> [Quoted text]
━━━━━━━━━━━━━━━━

If this is paid off over a recovery period still ending in 2026, employer deficit contributions will increase by around 30-50%. The average total cost of future accrual will increase by around 15%, but an actual employer’s rate is dependent on employer profile. These estimates reflect the collective views of a number of actuarial firms.
Of course, the actual outcomes will depend on the SHPS Scheme Actuary’s detailed actuarial calculations and the approach taken by the SHPS Trustee to this time’s valuation. This includes the level of prudence included in the discount rate and any changes in the investment strategy, changes to mortality and long-term inflation projections and the recovery period for making good the deficit. In turn these will depend on the trustee’s view of the employer covenant and the Pensions Regulator’s approach.
The Pensions Regulator is consulting on a new Defined Benefit funding code for all trust-based schemes, including those in the housing sector. Note that this funding code will not directly impact the Local Government Pension Scheme as this is under separate regulations.

━━━━━━━━━━━━━━━━

> [Task goal] Return, word for word, the part of the pension funding text from "Of course, the" up to and including "under separate regulations.". Work only from the pension funding text above.

━━━━━━━━━━━━━━━━

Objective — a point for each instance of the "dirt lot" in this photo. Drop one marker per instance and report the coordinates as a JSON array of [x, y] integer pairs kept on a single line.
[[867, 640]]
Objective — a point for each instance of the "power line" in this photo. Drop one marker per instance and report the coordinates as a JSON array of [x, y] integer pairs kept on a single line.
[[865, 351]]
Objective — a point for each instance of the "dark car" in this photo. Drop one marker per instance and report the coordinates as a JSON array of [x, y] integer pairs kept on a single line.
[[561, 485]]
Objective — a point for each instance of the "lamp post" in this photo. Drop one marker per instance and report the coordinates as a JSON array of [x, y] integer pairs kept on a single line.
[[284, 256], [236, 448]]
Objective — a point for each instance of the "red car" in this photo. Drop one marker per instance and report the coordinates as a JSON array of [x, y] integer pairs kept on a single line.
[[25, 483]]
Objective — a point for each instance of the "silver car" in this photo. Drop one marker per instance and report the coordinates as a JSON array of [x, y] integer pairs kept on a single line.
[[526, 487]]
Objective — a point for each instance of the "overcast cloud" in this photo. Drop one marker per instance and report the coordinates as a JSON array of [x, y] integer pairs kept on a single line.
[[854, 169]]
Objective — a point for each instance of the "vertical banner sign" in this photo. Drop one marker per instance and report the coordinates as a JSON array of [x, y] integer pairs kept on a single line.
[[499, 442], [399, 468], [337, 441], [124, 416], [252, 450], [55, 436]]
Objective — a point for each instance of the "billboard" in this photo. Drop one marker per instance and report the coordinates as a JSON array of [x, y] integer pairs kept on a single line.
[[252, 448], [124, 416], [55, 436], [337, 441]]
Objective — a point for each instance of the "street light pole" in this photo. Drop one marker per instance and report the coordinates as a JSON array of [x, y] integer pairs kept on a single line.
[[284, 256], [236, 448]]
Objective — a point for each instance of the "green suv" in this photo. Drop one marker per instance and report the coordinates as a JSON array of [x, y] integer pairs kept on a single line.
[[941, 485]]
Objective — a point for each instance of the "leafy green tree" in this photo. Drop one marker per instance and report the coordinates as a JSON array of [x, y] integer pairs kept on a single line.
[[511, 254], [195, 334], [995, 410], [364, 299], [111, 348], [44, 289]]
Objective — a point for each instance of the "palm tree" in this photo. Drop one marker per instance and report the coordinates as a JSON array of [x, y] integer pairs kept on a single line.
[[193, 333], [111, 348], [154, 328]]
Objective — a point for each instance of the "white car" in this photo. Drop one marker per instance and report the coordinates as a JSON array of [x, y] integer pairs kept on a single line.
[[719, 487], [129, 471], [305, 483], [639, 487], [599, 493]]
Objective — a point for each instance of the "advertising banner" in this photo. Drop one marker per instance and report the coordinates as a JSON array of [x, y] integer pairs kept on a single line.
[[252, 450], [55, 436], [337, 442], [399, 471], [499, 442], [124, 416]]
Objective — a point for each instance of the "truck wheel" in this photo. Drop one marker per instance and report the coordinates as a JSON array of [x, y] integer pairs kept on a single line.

━━━━━━━━━━━━━━━━

> [Answer to the task]
Of course, the actual outcomes will depend on the SHPS Scheme Actuary’s detailed actuarial calculations and the approach taken by the SHPS Trustee to this time’s valuation. This includes the level of prudence included in the discount rate and any changes in the investment strategy, changes to mortality and long-term inflation projections and the recovery period for making good the deficit. In turn these will depend on the trustee’s view of the employer covenant and the Pensions Regulator’s approach.
The Pensions Regulator is consulting on a new Defined Benefit funding code for all trust-based schemes, including those in the housing sector. Note that this funding code will not directly impact the Local Government Pension Scheme as this is under separate regulations.